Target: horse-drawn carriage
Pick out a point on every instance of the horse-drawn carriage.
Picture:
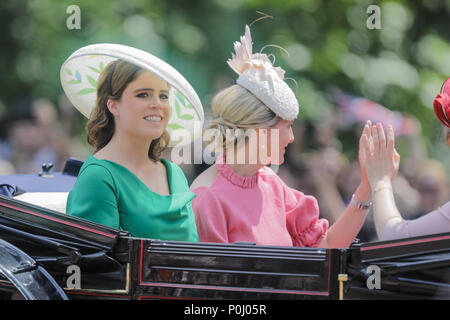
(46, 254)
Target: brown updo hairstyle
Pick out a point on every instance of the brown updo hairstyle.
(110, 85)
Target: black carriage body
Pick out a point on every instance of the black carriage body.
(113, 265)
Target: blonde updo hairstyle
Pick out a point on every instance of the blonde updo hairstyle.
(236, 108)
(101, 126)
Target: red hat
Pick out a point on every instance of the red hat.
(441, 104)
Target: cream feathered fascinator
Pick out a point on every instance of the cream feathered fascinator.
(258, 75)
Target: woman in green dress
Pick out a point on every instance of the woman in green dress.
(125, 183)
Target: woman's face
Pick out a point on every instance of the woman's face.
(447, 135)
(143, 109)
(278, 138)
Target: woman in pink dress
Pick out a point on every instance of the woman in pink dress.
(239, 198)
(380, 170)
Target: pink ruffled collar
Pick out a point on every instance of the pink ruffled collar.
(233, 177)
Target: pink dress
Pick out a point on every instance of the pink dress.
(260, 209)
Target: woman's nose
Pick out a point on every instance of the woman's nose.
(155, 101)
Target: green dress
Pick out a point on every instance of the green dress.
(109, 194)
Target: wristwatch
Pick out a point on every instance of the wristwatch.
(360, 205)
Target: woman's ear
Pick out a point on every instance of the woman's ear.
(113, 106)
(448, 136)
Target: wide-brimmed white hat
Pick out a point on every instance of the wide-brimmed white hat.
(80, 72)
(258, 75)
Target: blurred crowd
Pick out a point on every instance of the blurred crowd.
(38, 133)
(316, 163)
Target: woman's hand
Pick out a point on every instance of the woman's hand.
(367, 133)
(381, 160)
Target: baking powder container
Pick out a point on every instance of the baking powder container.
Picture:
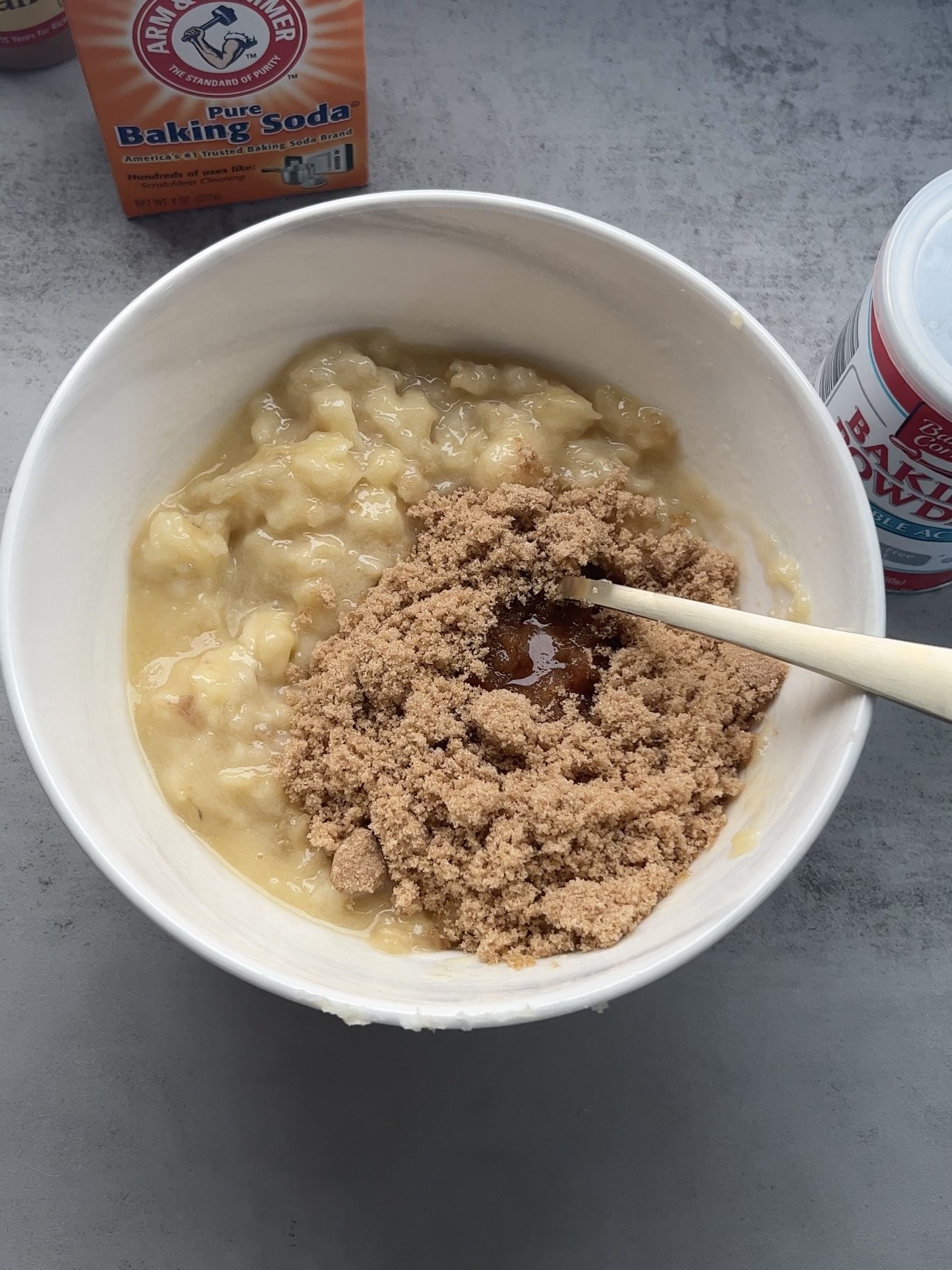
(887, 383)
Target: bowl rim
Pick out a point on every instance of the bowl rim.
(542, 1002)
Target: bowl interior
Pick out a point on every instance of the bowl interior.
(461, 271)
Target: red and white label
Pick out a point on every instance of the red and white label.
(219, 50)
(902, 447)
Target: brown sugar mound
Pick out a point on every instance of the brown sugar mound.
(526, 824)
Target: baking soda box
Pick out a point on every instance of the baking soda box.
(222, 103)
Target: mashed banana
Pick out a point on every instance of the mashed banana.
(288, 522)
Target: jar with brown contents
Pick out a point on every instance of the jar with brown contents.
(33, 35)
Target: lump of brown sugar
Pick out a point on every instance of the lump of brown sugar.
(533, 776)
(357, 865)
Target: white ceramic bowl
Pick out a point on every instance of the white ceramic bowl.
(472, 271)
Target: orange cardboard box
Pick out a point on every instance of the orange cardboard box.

:::::

• [STATED GOAL]
Format the records above as a numbered list, one line per item, with blank lines skipped and the pictures left out.

• [ANSWER TO THE TASK]
1. Target: horse-drawn carriage
2. Pick out a point on every instance of the horse-drawn carriage.
3. Picture:
4. (46, 254)
5. Target: brown updo hairstyle
6. Pick out a point on every instance of the brown updo hairstyle.
7. (110, 85)
8. Target: black carriage body
9. Pick out a point on every instance of the black carriage body.
10. (113, 265)
11. Target: blonde updo hairstyle
12. Pick out a point on every instance of the blonde updo hairstyle.
13. (236, 108)
14. (101, 126)
15. Target: red hat
16. Pick out a point on every instance of the red hat.
17. (441, 104)
18. Target: cream feathered fascinator
19. Pick out a point on every instance of the cream feathered fascinator.
20. (258, 75)
21. Target: woman in green dress
22. Pick out a point on every instance of the woman in green dress.
23. (125, 183)
24. Target: woman's face
25. Pick out a point on every instance of the woman's face.
26. (447, 135)
27. (143, 109)
28. (278, 138)
29. Target: woman in pink dress
30. Pick out a point on every instance of the woman in pink dress.
31. (239, 198)
32. (380, 170)
33. Target: pink ruffled collar
34. Pick out a point on every instance of the pink ruffled collar.
35. (233, 177)
36. Target: pink dress
37. Pick out a point on every instance of the pink dress.
38. (260, 209)
39. Target: woman's nose
40. Pick out a point on every instance of the woman's nose.
41. (155, 101)
42. Target: green dress
43. Pick out a point on every instance of the green dress.
44. (109, 194)
45. Target: wristwatch
46. Pick out a point on every instance of the wristwatch.
47. (360, 205)
48. Target: woman's ear
49. Pick out a point on every instance of the woman's ear.
50. (113, 106)
51. (448, 136)
52. Target: wide-brimmed white hat
53. Pick out a point on every instance of the wide-brimmed white hat.
54. (80, 72)
55. (258, 75)
56. Target: blurred crowd
57. Pick out a point on every instance of the blurred crowd.
58. (38, 133)
59. (316, 163)
60. Target: woman's hand
61. Pick out a point on every instance of the woman's hand.
62. (367, 133)
63. (381, 160)
64. Target: baking powder container
65. Pick out a point on every instance of the baking powder container.
66. Picture:
67. (887, 383)
68. Target: bowl rim
69. Pick out a point on every instance of the bowl rim.
70. (542, 1002)
71. Target: bowl interior
72. Pick out a point on every instance of the bowl interior.
73. (461, 271)
74. Target: red and white label
75. Pick out a point on every instance of the red and white label.
76. (219, 50)
77. (902, 447)
78. Target: brown sugar mound
79. Pick out a point on every instance of the brown sugar mound.
80. (526, 824)
81. Target: baking soda box
82. Pick out a point on every instance of the baking soda box.
83. (222, 103)
84. Target: mashed banana
85. Pick out a point on every instance of the mashed banana.
86. (288, 522)
87. Target: jar with brown contents
88. Pick out a point on every instance of the jar with brown contents.
89. (33, 35)
90. Target: lump of brown sugar
91. Pick out a point on every instance of the lump of brown sugar.
92. (533, 776)
93. (357, 865)
94. Target: white ceramic bowl
95. Pick out a point on every instance of the white ceramic bowl.
96. (472, 271)
97. Target: orange cardboard box
98. Pick out a point on every instance of the orange cardboard box.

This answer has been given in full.